### What is expected
Can you gather every line in the items below that contains the word "window"?

=====

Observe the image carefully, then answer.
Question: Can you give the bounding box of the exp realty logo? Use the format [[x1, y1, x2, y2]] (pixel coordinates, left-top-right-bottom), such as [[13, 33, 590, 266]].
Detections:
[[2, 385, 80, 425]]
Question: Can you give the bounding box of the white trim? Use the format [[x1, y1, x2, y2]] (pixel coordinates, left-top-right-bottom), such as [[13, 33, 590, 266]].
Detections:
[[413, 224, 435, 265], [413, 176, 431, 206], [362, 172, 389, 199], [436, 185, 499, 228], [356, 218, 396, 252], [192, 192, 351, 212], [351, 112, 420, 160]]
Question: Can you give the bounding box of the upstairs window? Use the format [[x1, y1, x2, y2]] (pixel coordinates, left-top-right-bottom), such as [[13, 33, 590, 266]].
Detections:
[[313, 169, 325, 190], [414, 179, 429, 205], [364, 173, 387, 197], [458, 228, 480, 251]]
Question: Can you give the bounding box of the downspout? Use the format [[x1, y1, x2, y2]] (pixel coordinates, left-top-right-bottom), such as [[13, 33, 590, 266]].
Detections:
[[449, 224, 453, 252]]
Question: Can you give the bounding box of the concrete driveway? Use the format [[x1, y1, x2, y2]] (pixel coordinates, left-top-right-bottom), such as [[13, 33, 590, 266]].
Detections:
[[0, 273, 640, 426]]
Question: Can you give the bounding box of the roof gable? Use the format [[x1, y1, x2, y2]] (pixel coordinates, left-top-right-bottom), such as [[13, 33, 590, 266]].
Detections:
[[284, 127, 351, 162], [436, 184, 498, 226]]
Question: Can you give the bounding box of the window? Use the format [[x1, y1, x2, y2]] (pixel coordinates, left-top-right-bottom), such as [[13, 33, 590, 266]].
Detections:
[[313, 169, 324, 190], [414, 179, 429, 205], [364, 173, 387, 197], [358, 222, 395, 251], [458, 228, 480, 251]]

=====

### Task output
Question: Can you give the bounding box of the upstairs window? Use the format [[x1, y1, x2, y2]] (pixel coordinates, left-top-right-bottom), such as [[13, 33, 590, 266]].
Question: Can you give the bounding box of the window? Use the format [[x1, y1, x2, y2]] (pixel coordinates, left-top-right-bottom), such as [[13, 33, 590, 266]].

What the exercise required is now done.